### [To be done]
Gather every line of the records below that contains the word "house", and reproduce each such line in full.

Stored items
## start

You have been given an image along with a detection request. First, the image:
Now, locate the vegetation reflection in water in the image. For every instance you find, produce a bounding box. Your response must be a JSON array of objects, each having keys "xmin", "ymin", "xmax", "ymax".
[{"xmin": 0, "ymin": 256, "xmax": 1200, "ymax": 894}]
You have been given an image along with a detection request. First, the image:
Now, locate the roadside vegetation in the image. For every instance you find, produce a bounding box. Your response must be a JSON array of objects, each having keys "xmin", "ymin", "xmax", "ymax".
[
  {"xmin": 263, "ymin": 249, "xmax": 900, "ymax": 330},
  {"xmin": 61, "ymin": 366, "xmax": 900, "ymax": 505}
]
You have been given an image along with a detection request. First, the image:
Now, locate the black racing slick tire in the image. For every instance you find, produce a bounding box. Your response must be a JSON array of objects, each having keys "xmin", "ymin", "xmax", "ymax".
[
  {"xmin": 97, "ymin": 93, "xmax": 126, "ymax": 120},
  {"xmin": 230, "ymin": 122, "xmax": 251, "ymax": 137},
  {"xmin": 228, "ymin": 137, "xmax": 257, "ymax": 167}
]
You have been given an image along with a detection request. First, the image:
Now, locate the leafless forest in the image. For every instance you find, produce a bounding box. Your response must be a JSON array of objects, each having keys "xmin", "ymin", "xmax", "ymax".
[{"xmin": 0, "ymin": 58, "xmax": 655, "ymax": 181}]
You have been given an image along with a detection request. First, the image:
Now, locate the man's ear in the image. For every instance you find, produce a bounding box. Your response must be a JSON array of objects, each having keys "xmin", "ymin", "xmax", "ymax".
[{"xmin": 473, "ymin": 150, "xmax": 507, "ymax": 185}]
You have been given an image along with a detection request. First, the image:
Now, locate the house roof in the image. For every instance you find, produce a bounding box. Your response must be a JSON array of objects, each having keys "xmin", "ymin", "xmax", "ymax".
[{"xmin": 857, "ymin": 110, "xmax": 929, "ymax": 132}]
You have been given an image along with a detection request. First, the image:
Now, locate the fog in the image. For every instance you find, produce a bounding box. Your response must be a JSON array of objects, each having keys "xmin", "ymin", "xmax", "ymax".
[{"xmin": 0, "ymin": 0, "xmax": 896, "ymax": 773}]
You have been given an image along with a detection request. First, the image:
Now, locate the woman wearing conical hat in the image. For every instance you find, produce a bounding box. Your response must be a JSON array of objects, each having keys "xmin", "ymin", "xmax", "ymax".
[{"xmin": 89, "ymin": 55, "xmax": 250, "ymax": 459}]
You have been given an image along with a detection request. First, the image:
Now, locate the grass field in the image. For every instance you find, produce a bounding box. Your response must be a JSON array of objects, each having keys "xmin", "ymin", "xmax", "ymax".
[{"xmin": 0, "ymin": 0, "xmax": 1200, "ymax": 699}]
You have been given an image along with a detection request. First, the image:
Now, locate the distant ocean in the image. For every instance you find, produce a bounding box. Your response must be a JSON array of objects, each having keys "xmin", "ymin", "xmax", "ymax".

## end

### [Answer for the task]
Now, locate the house roof in the image. For every instance you find, produce a bounding box. Your response must be a JSON array of objects, each having keys "xmin", "ymin", "xmax", "ymax".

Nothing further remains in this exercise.